[Written request]
Locate every line in the entries below that contains the string "ground", and copy each such line in full.

*** Extracted records ***

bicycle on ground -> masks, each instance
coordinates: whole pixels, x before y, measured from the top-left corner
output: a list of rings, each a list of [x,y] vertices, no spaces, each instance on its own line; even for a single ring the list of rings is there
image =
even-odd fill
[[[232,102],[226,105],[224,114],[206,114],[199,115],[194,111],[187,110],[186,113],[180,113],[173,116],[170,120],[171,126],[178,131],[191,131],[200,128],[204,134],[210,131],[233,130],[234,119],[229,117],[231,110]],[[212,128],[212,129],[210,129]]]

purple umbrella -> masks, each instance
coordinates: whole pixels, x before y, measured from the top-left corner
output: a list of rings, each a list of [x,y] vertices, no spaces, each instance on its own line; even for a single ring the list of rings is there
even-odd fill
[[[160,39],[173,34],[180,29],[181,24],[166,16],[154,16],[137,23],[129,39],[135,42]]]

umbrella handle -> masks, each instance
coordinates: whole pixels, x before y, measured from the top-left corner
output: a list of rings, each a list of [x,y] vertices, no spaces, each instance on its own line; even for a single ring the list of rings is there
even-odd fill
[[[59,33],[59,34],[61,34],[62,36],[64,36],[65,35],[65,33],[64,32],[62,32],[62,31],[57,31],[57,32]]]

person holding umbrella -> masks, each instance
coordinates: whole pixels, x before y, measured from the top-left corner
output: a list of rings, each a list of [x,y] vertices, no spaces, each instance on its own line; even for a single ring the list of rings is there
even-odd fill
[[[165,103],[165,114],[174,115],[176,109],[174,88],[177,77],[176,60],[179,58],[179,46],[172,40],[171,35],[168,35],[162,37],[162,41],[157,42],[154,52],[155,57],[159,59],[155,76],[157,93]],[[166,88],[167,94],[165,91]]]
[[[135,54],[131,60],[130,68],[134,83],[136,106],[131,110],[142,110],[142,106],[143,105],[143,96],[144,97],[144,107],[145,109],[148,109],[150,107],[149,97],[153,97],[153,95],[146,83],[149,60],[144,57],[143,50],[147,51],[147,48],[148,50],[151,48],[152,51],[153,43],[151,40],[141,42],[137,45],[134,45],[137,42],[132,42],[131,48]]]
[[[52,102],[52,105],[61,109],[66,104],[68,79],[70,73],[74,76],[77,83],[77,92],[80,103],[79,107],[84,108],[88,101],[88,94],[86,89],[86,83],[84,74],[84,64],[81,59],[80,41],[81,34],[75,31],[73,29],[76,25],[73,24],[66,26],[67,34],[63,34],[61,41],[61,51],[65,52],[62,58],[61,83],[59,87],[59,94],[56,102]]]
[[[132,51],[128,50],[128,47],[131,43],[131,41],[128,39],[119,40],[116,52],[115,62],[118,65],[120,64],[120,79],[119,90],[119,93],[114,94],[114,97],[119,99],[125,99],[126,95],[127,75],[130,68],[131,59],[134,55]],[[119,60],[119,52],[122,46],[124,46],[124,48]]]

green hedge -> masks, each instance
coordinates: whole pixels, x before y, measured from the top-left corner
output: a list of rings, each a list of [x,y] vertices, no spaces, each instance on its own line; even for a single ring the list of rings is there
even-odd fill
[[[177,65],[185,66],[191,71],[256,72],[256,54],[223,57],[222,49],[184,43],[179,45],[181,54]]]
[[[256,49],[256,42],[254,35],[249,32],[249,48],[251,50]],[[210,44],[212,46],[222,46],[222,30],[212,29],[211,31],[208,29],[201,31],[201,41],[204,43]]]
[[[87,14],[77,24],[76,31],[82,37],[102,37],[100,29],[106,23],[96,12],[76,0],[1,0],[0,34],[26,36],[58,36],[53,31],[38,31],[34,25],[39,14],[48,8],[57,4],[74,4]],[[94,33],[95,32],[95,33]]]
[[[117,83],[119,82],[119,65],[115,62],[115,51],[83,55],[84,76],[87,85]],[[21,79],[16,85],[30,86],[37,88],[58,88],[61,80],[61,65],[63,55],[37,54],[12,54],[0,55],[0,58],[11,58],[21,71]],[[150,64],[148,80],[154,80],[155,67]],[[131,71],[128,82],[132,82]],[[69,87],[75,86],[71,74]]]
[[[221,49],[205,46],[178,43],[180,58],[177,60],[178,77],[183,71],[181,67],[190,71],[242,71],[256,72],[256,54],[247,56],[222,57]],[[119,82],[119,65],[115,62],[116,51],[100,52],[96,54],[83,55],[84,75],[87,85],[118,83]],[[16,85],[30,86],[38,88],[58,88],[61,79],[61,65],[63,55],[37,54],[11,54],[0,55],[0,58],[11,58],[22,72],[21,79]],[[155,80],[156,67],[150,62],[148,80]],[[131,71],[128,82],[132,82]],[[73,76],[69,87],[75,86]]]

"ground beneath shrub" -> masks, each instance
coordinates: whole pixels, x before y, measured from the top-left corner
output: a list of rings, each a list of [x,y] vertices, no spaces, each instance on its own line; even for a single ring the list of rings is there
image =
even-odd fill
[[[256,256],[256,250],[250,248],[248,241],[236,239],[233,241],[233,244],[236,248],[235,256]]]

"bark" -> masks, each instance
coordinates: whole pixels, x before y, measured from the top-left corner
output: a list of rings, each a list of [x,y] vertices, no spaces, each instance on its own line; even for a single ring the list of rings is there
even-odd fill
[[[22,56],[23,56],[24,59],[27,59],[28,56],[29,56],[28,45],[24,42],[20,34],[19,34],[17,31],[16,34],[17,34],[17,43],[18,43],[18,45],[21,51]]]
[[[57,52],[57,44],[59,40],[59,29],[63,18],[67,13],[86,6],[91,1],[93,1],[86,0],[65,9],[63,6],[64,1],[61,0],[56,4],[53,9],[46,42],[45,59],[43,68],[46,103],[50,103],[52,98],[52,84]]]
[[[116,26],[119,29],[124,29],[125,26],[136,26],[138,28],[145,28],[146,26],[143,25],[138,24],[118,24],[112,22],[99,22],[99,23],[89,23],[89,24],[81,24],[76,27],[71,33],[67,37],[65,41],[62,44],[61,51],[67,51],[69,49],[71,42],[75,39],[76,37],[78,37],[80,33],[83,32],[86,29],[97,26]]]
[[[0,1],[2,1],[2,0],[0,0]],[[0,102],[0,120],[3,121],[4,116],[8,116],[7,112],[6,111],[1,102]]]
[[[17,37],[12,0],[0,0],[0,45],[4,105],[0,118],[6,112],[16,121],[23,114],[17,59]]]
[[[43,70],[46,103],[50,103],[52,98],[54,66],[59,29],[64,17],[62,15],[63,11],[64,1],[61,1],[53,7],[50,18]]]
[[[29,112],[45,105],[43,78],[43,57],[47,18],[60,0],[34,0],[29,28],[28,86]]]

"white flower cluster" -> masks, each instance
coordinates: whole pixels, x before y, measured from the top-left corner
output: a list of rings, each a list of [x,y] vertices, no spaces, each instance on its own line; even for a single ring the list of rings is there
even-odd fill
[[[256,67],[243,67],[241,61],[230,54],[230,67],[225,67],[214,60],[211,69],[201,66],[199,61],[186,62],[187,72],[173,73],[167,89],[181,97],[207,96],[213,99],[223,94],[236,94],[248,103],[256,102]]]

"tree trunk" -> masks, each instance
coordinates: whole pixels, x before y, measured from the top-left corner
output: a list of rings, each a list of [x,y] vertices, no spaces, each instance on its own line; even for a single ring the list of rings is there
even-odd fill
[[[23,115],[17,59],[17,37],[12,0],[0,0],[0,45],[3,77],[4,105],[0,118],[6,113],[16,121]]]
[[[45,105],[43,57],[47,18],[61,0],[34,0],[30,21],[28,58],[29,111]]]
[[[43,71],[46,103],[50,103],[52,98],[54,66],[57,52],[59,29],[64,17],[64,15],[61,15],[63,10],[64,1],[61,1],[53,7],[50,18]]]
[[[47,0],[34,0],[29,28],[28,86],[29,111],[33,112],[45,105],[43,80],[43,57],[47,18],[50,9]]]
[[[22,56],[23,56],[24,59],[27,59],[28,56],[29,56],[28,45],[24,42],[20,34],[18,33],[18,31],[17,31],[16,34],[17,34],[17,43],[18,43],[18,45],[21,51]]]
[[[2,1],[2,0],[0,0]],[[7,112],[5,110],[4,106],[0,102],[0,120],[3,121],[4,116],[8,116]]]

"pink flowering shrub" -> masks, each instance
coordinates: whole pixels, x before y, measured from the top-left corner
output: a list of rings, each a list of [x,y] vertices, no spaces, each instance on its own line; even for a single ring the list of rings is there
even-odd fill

***

[Answer to this task]
bicycle on ground -> masks, each instance
"ground beneath shrub" -> masks, each instance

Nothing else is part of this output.